(Object position labeling items)
===
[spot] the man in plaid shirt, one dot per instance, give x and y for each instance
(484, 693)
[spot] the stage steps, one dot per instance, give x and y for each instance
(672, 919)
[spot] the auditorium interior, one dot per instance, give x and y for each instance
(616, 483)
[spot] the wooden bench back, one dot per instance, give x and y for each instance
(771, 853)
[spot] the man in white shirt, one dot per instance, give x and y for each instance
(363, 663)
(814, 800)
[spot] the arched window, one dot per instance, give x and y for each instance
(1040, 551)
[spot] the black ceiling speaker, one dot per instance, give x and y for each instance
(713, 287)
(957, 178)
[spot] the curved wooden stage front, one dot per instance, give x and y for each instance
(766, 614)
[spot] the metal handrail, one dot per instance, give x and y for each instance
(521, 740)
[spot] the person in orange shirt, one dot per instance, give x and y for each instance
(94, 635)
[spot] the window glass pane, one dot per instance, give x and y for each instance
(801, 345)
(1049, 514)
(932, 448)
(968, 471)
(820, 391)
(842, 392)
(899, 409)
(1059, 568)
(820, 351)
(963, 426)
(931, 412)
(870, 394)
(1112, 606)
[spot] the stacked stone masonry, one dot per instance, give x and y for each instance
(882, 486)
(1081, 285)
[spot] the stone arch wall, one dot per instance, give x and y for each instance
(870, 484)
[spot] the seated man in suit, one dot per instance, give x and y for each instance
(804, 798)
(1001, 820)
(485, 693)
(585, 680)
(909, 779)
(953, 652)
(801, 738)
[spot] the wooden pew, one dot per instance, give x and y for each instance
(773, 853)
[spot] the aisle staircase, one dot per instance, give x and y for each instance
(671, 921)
===
• _Work to do_
Arrange the lines of the items from the one containing "[spot] the curved" through the end of the items as a JSON list of strings, one string per line, with blank lines left out. Include nothing from before that line.

• _The completed task_
[
  "[spot] the curved wooden stage front, one dot per instance, give x and y for each instance",
  "(766, 614)",
  "[spot] the metal handrail, one dot per instance, give x and y for each instance",
  "(521, 740)",
  "[spot] the person in orange shirt, one dot per instance, give x and y for each instance",
  "(94, 635)",
  "[spot] the window glass pane, one dot per instance, give x and y for each instance",
  "(801, 345)",
  "(1049, 514)",
  "(932, 448)",
  "(968, 471)",
  "(820, 391)",
  "(842, 392)",
  "(899, 409)",
  "(1059, 568)",
  "(820, 351)",
  "(963, 426)",
  "(931, 412)",
  "(870, 394)",
  "(1112, 606)",
  "[spot] the stacked stone masonry, one dot per instance, give x and y for each instance",
  "(882, 486)",
  "(1081, 285)",
  "[spot] the stone arch wall, one dot per instance, give x and y for each instance",
  "(870, 484)",
  "[spot] the seated man in suit, one dot per instance, give x and y for each instance",
  "(804, 798)",
  "(1001, 820)",
  "(485, 693)",
  "(585, 680)",
  "(909, 779)",
  "(953, 652)",
  "(801, 738)",
  "[spot] the wooden pew, one dot per instance, give x and y for each instance",
  "(773, 853)",
  "[spot] the aisle staircase, one dot per instance, give x and y for each instance",
  "(671, 921)"
]